Sunday, March 05, 2023
Today is my mother’s birthday. That is, as her kids understood. Mom wasn’t certain about her birth year and date, but as I know, “the date” is today, March 5.
My mother was a child of immigrants who arrived in the U.S. from Odessa, Russia, in the early 1900s. Mom speculated that she might have been born in Russia and brought here in infancy. My grandparents already had two or three older kids who came over with them.
An American Jewish agency sponsored their escape from Russia. The family wound up living in Illinois. En route to America, my grandmother was pregnant, and in Illinois, she gave birth to twins; neither survived. My mother often speculated that that was because of the stresses of escaping from Russia and traveling as a large family, among other large families, across a sea and an ocean, into the unknown. In Illinois, my grandparents had as many as three more children.
────────
→ Instructions:
**a)** Copy the records below word for word, every line of each included.
**b)** Write the next part of the birthday post about the writer's mother and her family's move from Russia, starting right after its final sentence.

→ Records:
────────
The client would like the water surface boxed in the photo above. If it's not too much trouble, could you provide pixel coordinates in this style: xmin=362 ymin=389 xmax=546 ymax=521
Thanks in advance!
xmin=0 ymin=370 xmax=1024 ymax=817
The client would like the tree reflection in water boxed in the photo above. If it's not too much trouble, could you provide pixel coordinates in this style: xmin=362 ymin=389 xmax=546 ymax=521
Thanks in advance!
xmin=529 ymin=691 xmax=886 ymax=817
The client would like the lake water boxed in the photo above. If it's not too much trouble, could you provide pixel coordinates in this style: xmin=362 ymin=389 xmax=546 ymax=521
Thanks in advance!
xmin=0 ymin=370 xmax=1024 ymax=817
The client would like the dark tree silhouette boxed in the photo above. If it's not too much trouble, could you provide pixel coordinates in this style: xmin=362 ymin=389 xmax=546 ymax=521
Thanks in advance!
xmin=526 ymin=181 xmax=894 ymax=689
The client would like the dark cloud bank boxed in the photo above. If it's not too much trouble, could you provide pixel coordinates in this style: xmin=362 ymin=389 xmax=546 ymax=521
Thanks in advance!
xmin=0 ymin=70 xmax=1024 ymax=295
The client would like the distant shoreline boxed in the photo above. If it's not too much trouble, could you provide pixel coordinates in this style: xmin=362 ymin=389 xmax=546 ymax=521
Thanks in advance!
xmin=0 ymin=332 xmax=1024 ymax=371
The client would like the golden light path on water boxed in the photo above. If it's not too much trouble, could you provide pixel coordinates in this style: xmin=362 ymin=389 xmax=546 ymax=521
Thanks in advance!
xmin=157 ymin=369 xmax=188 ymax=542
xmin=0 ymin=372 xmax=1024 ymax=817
────────
→ Answers provided:
**a)**
The client would like the water surface boxed in the photo above. If it's not too much trouble, could you provide pixel coordinates in this style: xmin=362 ymin=389 xmax=546 ymax=521
Thanks in advance!
xmin=0 ymin=370 xmax=1024 ymax=817
The client would like the tree reflection in water boxed in the photo above. If it's not too much trouble, could you provide pixel coordinates in this style: xmin=362 ymin=389 xmax=546 ymax=521
Thanks in advance!
xmin=529 ymin=691 xmax=886 ymax=817
The client would like the lake water boxed in the photo above. If it's not too much trouble, could you provide pixel coordinates in this style: xmin=362 ymin=389 xmax=546 ymax=521
Thanks in advance!
xmin=0 ymin=370 xmax=1024 ymax=817
The client would like the dark tree silhouette boxed in the photo above. If it's not too much trouble, could you provide pixel coordinates in this style: xmin=362 ymin=389 xmax=546 ymax=521
Thanks in advance!
xmin=526 ymin=181 xmax=894 ymax=689
The client would like the dark cloud bank boxed in the photo above. If it's not too much trouble, could you provide pixel coordinates in this style: xmin=362 ymin=389 xmax=546 ymax=521
Thanks in advance!
xmin=0 ymin=70 xmax=1024 ymax=295
The client would like the distant shoreline boxed in the photo above. If it's not too much trouble, could you provide pixel coordinates in this style: xmin=362 ymin=389 xmax=546 ymax=521
Thanks in advance!
xmin=0 ymin=332 xmax=1024 ymax=371
The client would like the golden light path on water boxed in the photo above. If it's not too much trouble, could you provide pixel coordinates in this style: xmin=362 ymin=389 xmax=546 ymax=521
Thanks in advance!
xmin=157 ymin=369 xmax=188 ymax=542
xmin=0 ymin=372 xmax=1024 ymax=817

**b)**
While living in Odessa, my grandfather had been a kosher butcher. Here in America, he worked as a laborer and as a roaming neighborhood “ice cream man,” delivering ice creams prepared by my grandmother. The family relied heavily on welfare. My mother often spoke to me of her sad memories from childhood, about their lives essentially as slum dwellers.
After a few years, my grandfather died, and my grandmother became the sole support for the couple’s then (I think) six children. She didn’t speak much English and had never been entirely alone. She was a courageous woman and an expert kosher cook. She got work as a cook in a Jewish residence in Oklahoma City, and to be there had to place her kids into a Jewish orphanage. Her eldest child, Ruby, almost immediately got married. Ruby was brave as her mother; she went as a married woman to that orphanage and managed to have the kids released into her custody.
In my mother’s family culture, Ruby was a hero everybody trusted and loved. Unfortunately, in her twenties, Ruby became ill, probably from tuberculosis, and passed away. My mother was left as the only daughter, and with all her brothers, none ever spoke of anything but the goodness of their big sister, Ruby.
Today, it’s impossible to reflect on and imagine the issues my grandparents faced. And those of my grandmother, to support alone her now American-oriented kids. As a child, I tended to avoid the very old woman who spoke broken English and complained lots. Now, I’d give almost anything to be once again with my grandmother and ask millions of questions about herself and the family while in Odessa and Illinois.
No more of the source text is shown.